[Natural-language object grounding data]
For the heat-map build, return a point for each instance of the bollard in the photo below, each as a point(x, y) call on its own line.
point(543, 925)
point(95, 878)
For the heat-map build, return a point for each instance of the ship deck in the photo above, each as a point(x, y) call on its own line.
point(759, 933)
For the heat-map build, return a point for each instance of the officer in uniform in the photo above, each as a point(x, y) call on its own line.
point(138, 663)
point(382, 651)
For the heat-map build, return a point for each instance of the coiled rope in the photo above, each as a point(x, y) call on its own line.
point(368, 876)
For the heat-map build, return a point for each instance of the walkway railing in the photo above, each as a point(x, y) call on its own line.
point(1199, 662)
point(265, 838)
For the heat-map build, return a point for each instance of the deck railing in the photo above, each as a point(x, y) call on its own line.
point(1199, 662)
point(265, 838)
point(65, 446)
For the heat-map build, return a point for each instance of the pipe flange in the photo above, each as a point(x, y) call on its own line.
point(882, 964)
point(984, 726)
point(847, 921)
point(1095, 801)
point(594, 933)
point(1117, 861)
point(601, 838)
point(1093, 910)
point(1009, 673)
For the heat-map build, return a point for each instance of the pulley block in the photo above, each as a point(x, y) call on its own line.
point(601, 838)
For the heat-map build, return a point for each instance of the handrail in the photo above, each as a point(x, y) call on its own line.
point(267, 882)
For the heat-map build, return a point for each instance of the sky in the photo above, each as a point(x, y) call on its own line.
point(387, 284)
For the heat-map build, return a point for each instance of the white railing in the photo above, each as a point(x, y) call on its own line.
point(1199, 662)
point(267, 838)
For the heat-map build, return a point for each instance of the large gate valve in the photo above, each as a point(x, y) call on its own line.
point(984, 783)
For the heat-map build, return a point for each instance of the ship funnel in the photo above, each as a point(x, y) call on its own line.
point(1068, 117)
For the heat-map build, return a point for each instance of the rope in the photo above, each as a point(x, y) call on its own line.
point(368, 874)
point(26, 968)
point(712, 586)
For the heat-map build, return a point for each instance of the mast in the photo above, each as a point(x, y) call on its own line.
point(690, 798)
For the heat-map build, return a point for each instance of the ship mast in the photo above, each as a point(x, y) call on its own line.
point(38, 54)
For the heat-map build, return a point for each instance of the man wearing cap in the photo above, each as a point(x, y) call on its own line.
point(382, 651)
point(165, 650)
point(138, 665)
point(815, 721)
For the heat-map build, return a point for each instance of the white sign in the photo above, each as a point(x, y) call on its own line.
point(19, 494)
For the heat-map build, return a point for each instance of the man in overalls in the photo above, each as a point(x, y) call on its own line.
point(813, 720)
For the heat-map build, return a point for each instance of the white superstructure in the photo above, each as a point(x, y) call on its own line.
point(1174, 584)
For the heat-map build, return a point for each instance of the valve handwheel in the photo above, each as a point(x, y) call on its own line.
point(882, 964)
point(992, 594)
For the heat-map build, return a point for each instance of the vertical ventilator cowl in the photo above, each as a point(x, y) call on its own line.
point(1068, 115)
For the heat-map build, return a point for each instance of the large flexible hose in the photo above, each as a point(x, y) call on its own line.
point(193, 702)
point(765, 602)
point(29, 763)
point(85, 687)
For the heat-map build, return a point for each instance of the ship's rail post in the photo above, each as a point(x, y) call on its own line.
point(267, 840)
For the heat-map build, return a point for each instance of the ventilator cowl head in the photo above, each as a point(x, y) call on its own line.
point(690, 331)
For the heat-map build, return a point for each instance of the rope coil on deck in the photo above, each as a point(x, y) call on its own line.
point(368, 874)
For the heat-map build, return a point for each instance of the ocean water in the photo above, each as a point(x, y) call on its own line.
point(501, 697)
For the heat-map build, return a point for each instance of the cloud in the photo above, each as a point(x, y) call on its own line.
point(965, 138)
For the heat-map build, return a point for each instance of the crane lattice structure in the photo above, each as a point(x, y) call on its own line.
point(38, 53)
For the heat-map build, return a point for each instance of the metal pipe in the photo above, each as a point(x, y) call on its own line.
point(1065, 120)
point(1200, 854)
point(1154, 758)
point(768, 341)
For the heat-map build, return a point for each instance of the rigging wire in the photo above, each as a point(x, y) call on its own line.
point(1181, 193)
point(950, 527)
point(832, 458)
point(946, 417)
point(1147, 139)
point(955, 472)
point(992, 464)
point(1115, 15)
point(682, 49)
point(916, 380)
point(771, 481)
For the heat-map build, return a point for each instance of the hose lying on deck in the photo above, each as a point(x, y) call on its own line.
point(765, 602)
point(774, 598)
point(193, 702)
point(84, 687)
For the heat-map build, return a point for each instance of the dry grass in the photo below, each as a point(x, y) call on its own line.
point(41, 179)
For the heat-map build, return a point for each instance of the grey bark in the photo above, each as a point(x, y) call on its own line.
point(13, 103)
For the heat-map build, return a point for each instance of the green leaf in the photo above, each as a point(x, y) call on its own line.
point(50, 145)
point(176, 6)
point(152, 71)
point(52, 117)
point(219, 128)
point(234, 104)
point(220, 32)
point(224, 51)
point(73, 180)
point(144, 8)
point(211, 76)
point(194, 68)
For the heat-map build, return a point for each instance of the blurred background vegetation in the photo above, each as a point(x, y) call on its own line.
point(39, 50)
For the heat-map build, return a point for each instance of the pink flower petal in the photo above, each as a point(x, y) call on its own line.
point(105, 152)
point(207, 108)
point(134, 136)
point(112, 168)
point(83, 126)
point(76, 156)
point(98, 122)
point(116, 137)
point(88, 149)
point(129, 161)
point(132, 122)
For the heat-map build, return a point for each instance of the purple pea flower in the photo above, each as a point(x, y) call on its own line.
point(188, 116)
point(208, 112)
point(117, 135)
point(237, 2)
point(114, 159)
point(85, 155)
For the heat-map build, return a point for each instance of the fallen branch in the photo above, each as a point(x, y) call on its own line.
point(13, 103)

* [WHAT THE EXERCISE ASKS] Every record must be written out again without any change.

* [WRITTEN SOLUTION]
For the heat-map build, return a point for each instance of the bollard in the photo below, each as a point(x, y) call on its own line.
point(543, 925)
point(95, 878)
For the heat-map build, return a point for each instance of the ship deck in the photo above, each as a point(x, y) call on its own line.
point(759, 933)
For the heat-map build, return a point for each instance of the officer in uniform in the photo above, each as a point(x, y) call on its own line.
point(138, 663)
point(382, 651)
For the heat-map build, return a point for each instance of the coiled rope in the photo above, each as a point(x, y) call on its own line.
point(368, 876)
For the heat-map build, return a point for each instance of the walkway railing in the photo above, each as a point(x, y) call on its own line.
point(1199, 662)
point(265, 838)
For the heat-map build, return a point for each instance of the deck railing in the photo above, each as a point(x, y) call on its own line.
point(1199, 662)
point(265, 838)
point(65, 446)
For the heat-map build, return a point for each instance of the pipe flange in the photo above, each as a point(x, y) call on its own line.
point(882, 964)
point(984, 726)
point(847, 921)
point(1095, 801)
point(594, 933)
point(1117, 861)
point(601, 838)
point(1093, 910)
point(1009, 673)
For the heat-map build, return a point for each instance of the pulley block in the photo above, each as a point(x, y) call on its own line.
point(601, 838)
For the heat-map build, return a point for each instance of the handrail in the photo above, each as a point(x, y) call on its own line.
point(267, 882)
For the heat-map build, return a point for each instance of the sky in the photo above, each as a point(x, y) call on its own line.
point(387, 284)
For the heat-map build, return a point for each instance of the white railing in the photo above, each as a point(x, y) call on its own line.
point(1199, 662)
point(267, 838)
For the heat-map build, return a point for each instance of the large gate valve in the photo above, each as a point(x, y) call on its own line.
point(984, 783)
For the heat-map build, return a point for each instance of the ship funnel in the photo above, each as a point(x, y) call on its own line.
point(1068, 117)
For the heat-map build, return a point for each instance of the rope in the photo above, each as a point(x, y) call on its own line.
point(368, 874)
point(26, 968)
point(712, 586)
For the heat-map build, return a point for each instance of the mast in the photo above, each as a point(x, y) call on its own line.
point(690, 798)
For the heat-map build, return a point for each instance of the ship mast in the photo above, each as a point(x, y) call on its own line.
point(38, 54)
For the heat-map build, return a point for each instance of the man wearing cap in the photo above, each as a point(x, y) call on its own line.
point(382, 651)
point(165, 650)
point(138, 665)
point(815, 721)
For the heat-map build, return a point for each instance of the white sign in the photo above, each as a point(x, y) call on its own line.
point(19, 494)
For the heat-map build, return a point for each instance of the man in overalls in the photo above, each as a point(x, y) call on its own line.
point(813, 720)
For the heat-map build, return a point for each instance of the white superstructure in the photo above, each as a point(x, y) call on its own line.
point(1174, 584)
For the heat-map build, return a point for each instance of the valve handwheel in the photo above, each as a point(x, y) call on its own line.
point(882, 964)
point(992, 594)
For the heat-map build, return a point for each instance of the vertical ventilator cowl in the photo above, each as a point(x, y) call on its own line.
point(1068, 115)
For the heat-map build, return a point for each instance of the large flexible hose in the photo above, each as a point(x, y) call on its own line.
point(193, 702)
point(765, 602)
point(29, 763)
point(85, 687)
For the heat-map build, return a point for each instance of the ship's rail post in the photo above, each as a point(x, y) call on its own line.
point(267, 840)
For the heat-map build, return a point for each instance of the ventilator cowl head in the photo above, each as a point(x, y) call on its own line.
point(690, 331)
For the heat-map build, return a point for each instance of the rope coil on deck in the photo above, each as a point(x, y) call on its own line.
point(368, 874)
For the heat-map build, return a point for each instance of the ocean water in the photo above, each as a point(x, y) call on its own line.
point(501, 697)
For the heat-map build, return a point for each instance of the cloud in the photo above, each as a point(x, y) call on its own line.
point(965, 138)
For the heat-map build, return a point for each instance of the crane lattice structure in the photo above, each as a point(x, y) call on its own line.
point(38, 53)
For the heat-map build, return a point for each instance of the metal pipe in the photo above, each as a point(x, y) call on its own line.
point(1065, 120)
point(1200, 854)
point(1154, 758)
point(768, 341)
For the heat-map build, return a point for each instance of the rigging wire in the photo above, each as a point(x, y) call on its own line.
point(1181, 193)
point(950, 527)
point(832, 458)
point(946, 417)
point(1147, 139)
point(955, 472)
point(992, 464)
point(1115, 15)
point(682, 49)
point(916, 380)
point(771, 481)
For the heat-map build, return a point for each instance of the hose lying on deck in the photo above, each as a point(x, y) call on its own line.
point(765, 602)
point(774, 598)
point(193, 702)
point(84, 687)
For the heat-map build, return a point for each instance of the dry grass in the photo below, each as a point(x, y) call on its own line.
point(41, 179)
For the heat-map build, return a point for each instance of the grey bark in the photo above, each as a point(x, y) call on its own line.
point(13, 103)
For the heat-map build, return a point for each instance of the green leaf in the photo above, each as a point(x, y) call on its own line.
point(50, 145)
point(176, 6)
point(152, 71)
point(52, 117)
point(219, 128)
point(234, 104)
point(220, 32)
point(224, 51)
point(73, 180)
point(144, 8)
point(211, 76)
point(194, 68)
For the heat-map build, return a point for each instance of the blurred background vegetation in the photo above, each as a point(x, y) call on its own line.
point(39, 50)
For the heat-map build, return a point for each instance of the pink flower petal in the photo above, each as a point(x, y) call on its own line.
point(105, 152)
point(207, 108)
point(134, 136)
point(112, 168)
point(83, 126)
point(76, 156)
point(98, 122)
point(116, 137)
point(88, 149)
point(129, 161)
point(132, 122)
For the heat-map build, return a point for each instance of the purple pea flower in the photo above, each as a point(x, y) call on its own line.
point(188, 116)
point(208, 112)
point(117, 135)
point(237, 2)
point(114, 159)
point(85, 155)
For the heat-map build, return a point for each instance of the fallen branch in the photo above, each as a point(x, y) call on its own line.
point(13, 103)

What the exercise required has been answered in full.